» What is required:
Print the entries below in their entirety, exactly as they are written.

(Records from a point labeling set)

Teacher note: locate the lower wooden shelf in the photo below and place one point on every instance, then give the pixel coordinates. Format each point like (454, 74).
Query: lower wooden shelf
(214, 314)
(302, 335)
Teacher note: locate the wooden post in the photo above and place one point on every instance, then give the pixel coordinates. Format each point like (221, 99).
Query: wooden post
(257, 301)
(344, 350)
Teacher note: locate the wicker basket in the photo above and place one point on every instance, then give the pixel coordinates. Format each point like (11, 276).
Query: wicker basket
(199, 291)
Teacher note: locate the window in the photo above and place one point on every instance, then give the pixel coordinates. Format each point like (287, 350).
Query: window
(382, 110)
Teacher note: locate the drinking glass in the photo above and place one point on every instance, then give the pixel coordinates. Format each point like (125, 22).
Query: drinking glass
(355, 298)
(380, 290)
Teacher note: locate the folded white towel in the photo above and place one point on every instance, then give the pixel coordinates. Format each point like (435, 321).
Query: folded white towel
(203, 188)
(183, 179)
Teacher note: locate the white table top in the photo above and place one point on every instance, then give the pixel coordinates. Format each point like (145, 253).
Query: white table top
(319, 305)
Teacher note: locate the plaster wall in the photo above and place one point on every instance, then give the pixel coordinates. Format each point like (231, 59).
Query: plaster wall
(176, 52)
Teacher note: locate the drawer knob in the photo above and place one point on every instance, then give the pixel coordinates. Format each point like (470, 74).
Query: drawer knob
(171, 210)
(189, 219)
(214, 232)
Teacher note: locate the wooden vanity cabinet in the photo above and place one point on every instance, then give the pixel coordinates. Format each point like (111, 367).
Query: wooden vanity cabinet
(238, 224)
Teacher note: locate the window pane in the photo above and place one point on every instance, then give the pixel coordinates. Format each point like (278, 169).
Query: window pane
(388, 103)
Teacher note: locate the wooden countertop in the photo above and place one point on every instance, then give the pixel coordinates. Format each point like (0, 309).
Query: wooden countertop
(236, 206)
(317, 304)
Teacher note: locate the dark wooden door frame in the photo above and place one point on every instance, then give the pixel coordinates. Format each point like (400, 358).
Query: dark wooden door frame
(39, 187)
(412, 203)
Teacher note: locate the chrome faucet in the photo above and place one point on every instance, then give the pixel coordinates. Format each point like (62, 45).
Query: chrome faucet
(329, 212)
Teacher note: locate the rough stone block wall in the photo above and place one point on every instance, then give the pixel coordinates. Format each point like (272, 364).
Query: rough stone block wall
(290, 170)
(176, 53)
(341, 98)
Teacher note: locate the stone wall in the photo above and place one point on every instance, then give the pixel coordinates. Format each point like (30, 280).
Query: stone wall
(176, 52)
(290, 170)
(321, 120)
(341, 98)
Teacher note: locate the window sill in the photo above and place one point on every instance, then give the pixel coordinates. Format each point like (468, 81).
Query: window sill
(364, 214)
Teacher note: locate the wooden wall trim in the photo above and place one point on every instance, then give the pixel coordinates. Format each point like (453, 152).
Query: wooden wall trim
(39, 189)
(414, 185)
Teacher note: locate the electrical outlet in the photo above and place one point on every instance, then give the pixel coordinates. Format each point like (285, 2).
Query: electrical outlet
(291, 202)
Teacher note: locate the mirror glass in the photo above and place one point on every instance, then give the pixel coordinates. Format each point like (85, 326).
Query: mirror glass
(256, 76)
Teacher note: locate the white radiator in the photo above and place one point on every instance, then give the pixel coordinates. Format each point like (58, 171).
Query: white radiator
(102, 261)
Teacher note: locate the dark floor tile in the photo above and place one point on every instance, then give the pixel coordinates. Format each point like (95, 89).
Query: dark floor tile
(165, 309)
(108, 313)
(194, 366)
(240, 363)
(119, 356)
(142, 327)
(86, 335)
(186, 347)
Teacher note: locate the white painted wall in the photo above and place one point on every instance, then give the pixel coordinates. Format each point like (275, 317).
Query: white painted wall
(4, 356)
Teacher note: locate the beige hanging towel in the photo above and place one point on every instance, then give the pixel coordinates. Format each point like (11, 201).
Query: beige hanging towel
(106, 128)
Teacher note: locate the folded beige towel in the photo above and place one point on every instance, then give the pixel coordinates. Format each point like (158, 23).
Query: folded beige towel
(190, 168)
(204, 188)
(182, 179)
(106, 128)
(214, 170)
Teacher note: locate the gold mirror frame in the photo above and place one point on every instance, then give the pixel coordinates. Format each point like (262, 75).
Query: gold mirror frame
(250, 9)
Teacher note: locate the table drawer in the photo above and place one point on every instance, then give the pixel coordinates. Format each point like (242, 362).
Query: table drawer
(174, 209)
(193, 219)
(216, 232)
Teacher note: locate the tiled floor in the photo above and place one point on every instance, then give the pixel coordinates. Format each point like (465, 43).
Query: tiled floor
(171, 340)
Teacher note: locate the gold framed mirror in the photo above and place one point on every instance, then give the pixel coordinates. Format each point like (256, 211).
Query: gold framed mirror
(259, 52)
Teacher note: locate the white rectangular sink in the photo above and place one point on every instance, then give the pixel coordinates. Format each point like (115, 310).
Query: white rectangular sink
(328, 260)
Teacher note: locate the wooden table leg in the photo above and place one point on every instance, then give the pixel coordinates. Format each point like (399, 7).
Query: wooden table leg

» The result:
Teacher note: locate the lower wooden shelf in the photo below and place one point on every instance, then give the pixel coordinates. Format each point like (454, 74).
Query: lower wooden shelf
(214, 314)
(302, 335)
Teacher note: locate the wooden post in the photo above and place one point on every instance, then give the pixel coordinates. Format each point like (221, 99).
Query: wooden post
(257, 301)
(344, 350)
Teacher note: locate the wicker basket in the photo above and place one point on every instance, then give the pixel coordinates. Format each point like (11, 276).
Query: wicker basket
(199, 291)
Teacher note: locate the window in the photo above and place one point on every instance, then give the pixel coordinates. Format each point like (287, 350).
Query: window
(382, 110)
Teacher note: locate the drinking glass in the photo above and place one point on every instance, then give the pixel coordinates. Format each point like (125, 22).
Query: drinking glass
(355, 298)
(380, 290)
Teacher note: locate the folded white towel in the photo above and place one point on every instance, then give the pixel coordinates. Format each point like (435, 321).
Query: folded white towel
(203, 188)
(183, 179)
Teacher note: locate the white table top in the photo above and place one point on every instance, then give the pixel coordinates. Format each point like (145, 253).
Query: white table top
(319, 305)
Teacher note: locate the plaster wall in the photo above and place one point on every instance, then give the pixel coordinates. Format each point like (231, 59).
Query: plaster wall
(176, 52)
Teacher note: locate the drawer knob in the photo above and place one point on every instance, then give the pixel coordinates. Format each point like (470, 74).
Query: drawer knob
(171, 210)
(189, 219)
(214, 232)
Teacher note: locate the wooden vanity cabinet in the photo above and place one point on every instance, then give the pixel coordinates. Format each point like (111, 367).
Query: wooden vanity cabinet
(238, 224)
Teacher note: locate the window pane in the photo above and place one point on every instance, then give the pixel coordinates. Format each point like (278, 169).
Query: window pane
(388, 103)
Teacher note: locate the wooden countertop in the photo above and place one point on every instance, then give the pixel coordinates. Format each point like (0, 309).
Query: wooden countertop
(236, 206)
(317, 304)
Teacher note: locate the dark wooden door frame in the photo above and place one point on every instance, then give the pixel coordinates. Format each point like (400, 358).
Query: dark wooden door frame
(39, 187)
(412, 203)
Teacher note: locate the chrome faucet in the photo above and place one point on every instance, then give the pixel coordinates. Format each point like (62, 45).
Query: chrome faucet
(329, 212)
Teacher note: locate the rough stone block wall in the photo above and place one point on every instance, then give the pixel coordinates. Format each point like (272, 364).
Query: rough stone block wall
(290, 170)
(176, 53)
(341, 98)
Teacher note: locate the stone wall in the photo above and place one point on every instance, then give the pixel coordinates. Format each point like (30, 280).
Query: stone wall
(176, 52)
(290, 170)
(321, 120)
(341, 98)
Teacher note: locate the window sill in the photo above and place one point on every instance, then give the pixel coordinates. Format each point like (468, 81).
Query: window sill
(364, 214)
Teacher note: locate the wooden wall trim in the photo above and place one point on every instance, then give the pixel coordinates. Format each point like (453, 152).
Query: wooden wall trim
(39, 189)
(414, 185)
Teacher note: locate the electrical outlet in the photo above and place one point on every instance, then give the pixel coordinates. Format each point like (285, 2).
Query: electrical outlet
(291, 202)
Teacher note: locate the mirror glass in the photo above and place one point on every instance, then give the pixel coordinates. Format each point like (85, 326).
Query: mirror glass
(256, 76)
Teacher note: locate the white radiator in the photo above and place one point on every instance, then give the pixel coordinates. Format each point like (58, 171).
Query: white radiator
(102, 261)
Teacher note: locate the dark floor tile in the photo above and place one point on every instance, then give the pixel coordinates. Format each point like (95, 89).
Query: dark floor tile
(165, 309)
(108, 313)
(194, 366)
(240, 363)
(119, 356)
(142, 327)
(86, 335)
(186, 347)
Teacher note: locate the white painted wall in the photo above and place one point on every instance, then give the pixel coordinates. Format each point like (275, 317).
Query: white painted wall
(4, 356)
Teacher note: locate the beige hanging towel in the photo above and place one point on every instance, then give the pixel coordinates. Format each point like (11, 201).
Query: beige hanging towel
(106, 128)
Teacher note: locate the folded beige towel in the photo above and place one point on every instance, then give the pixel coordinates. Format each point like (158, 23).
Query: folded beige towel
(190, 168)
(204, 188)
(182, 179)
(106, 128)
(214, 170)
Teacher note: locate the gold mirror frame in the photo above and place one point on every instance, then give the pixel coordinates. Format each point like (262, 75).
Query: gold mirror frame
(250, 9)
Teacher note: locate the table drawer in the photo above and place one point on every instance, then give the pixel coordinates. Format each point like (242, 362).
Query: table drawer
(174, 209)
(193, 219)
(216, 232)
Teacher note: locate the tiled floor in the photo above and place one point on every instance, then give the pixel coordinates. Format each point like (465, 43).
Query: tiled floor
(171, 340)
Teacher note: locate the gold framed mirror in the photo above and place one point on every instance, then give the pixel coordinates. Format each point like (256, 211).
Query: gold framed mirror
(259, 52)
Teacher note: locate the white rectangular sink in the photo above and place one point on every instance, then give the pixel coordinates. Format each point like (115, 310).
Query: white rectangular sink
(328, 260)
Teacher note: locate the wooden table leg in the photo above and place one point on every instance, then give the pixel coordinates. Format each point like (399, 7).
Query: wooden table leg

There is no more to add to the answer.